--- TASK INSTRUCTIONS ---
Pull out every line of the rows below that contains the string "green", copying each one in full. Treat case as significant.

Records drawn from a data source:

==========

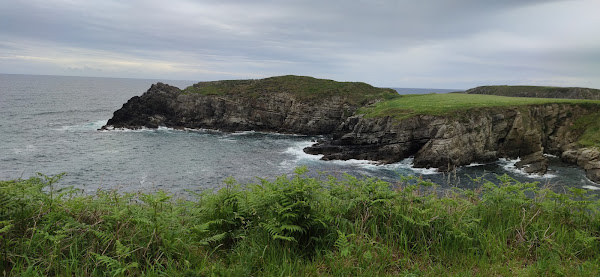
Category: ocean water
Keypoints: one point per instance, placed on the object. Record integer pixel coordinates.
(49, 124)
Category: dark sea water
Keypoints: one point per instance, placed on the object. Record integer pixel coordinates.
(48, 124)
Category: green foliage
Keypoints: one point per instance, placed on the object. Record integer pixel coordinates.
(589, 127)
(304, 88)
(441, 104)
(296, 225)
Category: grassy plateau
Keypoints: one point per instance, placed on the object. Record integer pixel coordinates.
(303, 88)
(300, 226)
(441, 104)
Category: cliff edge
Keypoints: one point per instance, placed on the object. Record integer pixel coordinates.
(360, 121)
(538, 91)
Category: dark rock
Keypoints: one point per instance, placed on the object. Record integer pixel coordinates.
(444, 142)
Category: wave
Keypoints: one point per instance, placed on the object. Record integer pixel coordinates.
(70, 111)
(590, 187)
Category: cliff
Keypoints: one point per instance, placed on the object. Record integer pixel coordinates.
(363, 122)
(480, 135)
(537, 91)
(287, 104)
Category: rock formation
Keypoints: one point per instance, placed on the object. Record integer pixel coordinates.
(443, 142)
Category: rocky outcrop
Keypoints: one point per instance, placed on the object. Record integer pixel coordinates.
(586, 157)
(538, 92)
(445, 142)
(164, 105)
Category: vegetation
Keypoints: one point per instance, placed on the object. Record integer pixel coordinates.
(305, 88)
(407, 106)
(538, 91)
(589, 126)
(300, 226)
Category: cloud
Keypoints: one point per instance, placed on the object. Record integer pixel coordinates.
(455, 44)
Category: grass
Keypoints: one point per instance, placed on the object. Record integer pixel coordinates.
(407, 106)
(538, 91)
(589, 126)
(303, 88)
(296, 225)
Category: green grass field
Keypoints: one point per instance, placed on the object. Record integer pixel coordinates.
(303, 88)
(300, 226)
(441, 104)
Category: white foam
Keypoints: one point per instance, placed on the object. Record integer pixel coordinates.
(297, 150)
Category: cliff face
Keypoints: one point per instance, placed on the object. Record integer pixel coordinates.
(164, 105)
(538, 92)
(484, 135)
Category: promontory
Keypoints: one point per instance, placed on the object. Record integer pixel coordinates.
(359, 121)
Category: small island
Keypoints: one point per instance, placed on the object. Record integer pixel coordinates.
(359, 121)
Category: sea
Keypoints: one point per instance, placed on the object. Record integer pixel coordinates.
(49, 125)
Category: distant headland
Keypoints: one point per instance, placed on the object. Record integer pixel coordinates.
(360, 121)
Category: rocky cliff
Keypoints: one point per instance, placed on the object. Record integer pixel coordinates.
(538, 92)
(287, 104)
(292, 104)
(481, 135)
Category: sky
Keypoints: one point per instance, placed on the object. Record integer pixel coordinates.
(454, 44)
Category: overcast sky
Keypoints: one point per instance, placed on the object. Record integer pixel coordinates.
(395, 43)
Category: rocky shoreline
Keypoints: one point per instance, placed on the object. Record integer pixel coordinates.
(443, 142)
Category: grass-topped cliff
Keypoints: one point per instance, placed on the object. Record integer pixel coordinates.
(538, 91)
(302, 87)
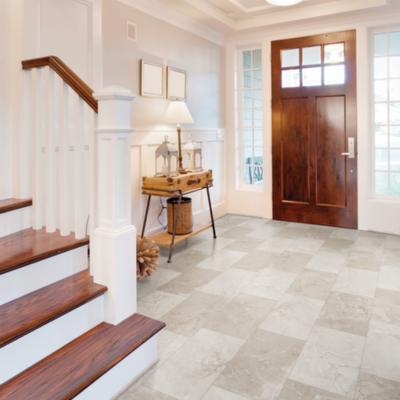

==========

--- TASK ANSWER ---
Category: green foliage
Category: green grass field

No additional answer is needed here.